-- Texte --
Conclusion et transition
Le travail a une valeur sociale, morale, voire une valeur par lui-m^me dans la mesure où, comme activité consciente, il est ce par quoi l'homme se déprend et se libère de la nature, pour la transformer, ce que montre en particulier le cas du travail technique ou artistique.
Cependant, le travail n'élève pas nécessairement l'homme au-dessus de la condition animale ; il peut au contraire l'assujettir à une nécessité vitale et économique, en l'asservissant à une classe sociale dominante, comme en témoignent les différentes formes, anciennes et nouvelles, d'esclavage.
II. Il faut renoncer à faire du travail une valeur en soi
a) De fait, le travail n'a qu'une valeur marchande
Dans une société esclavagiste, l'esclave, par son travail, assure à sa place les besoin du maître.
Dans une société d'économie capitaliste, le travail est assujetti aux nécessités de la production. C'est ce que montre Marx, dans les Manuscrits de 1844 : La classe économique qui détient le capital achète la force de travail de l'ouvrier, dont le salaire et le temps de repos sont calculés non en fonction de la valeur (qualité et quantité) du travail fourni, mais des besoins nécessaires au travailleur pour récupérer sa force de travail et la réinvestir au profit du capital.
Ainsi existe-t-il un travail exploité, dans lequel l'homme aliène a force de travail.
Même si les progrès sociaux et l'apparition d'une série de casses intermédiaires entre prolétaires et bourgeois en ont profondément modifié le contexte, cette analyse demeure valable au moins sur un point : dans un contexte économique qui privilégie la productivité sur toute autre valeur, le travail a essentiellement une valeur marchande.
b) La « valeur » du travail est en réalité relative aux intérêts du marché
Précisément, parce que la valeur du travail n'est qu'une valeur économique et marchande, elle ne dépend plus ni de la nature objective de la tâche effectuée ni de la quantité du temps de travail ; premièrement, en effet, le travail n'a plus de valeur par lui-même : ainsi, du fait de la mécanisation des moyens de production, certaines dormes de travail deviennent-elles superflues ; la société n'a plus besoin de polisseurs de verre, par exemple. A l'inverse, d'autres formes de travail apparaissent et se développent, telles que les métiers concernant les médias, les psychologues d'entreprises, etc...

-- Consigne --
Dans quel ouvrage Marx montre-t-il, selon le texte, que le travail est assujetti aux nécessités de la production ? Les entrées qui suivent sont indépendantes du texte.

-- Entrées enregistrées --
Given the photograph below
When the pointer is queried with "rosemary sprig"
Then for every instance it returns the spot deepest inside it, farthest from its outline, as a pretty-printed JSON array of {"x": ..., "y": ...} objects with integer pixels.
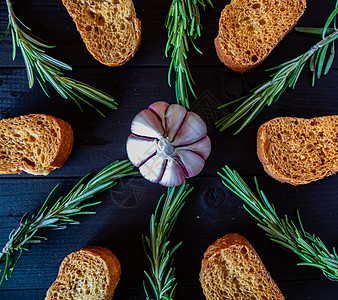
[
  {"x": 184, "y": 26},
  {"x": 60, "y": 214},
  {"x": 45, "y": 68},
  {"x": 309, "y": 247},
  {"x": 157, "y": 248},
  {"x": 286, "y": 75}
]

-- Réponse --
Dans les Manuscrits de 1844.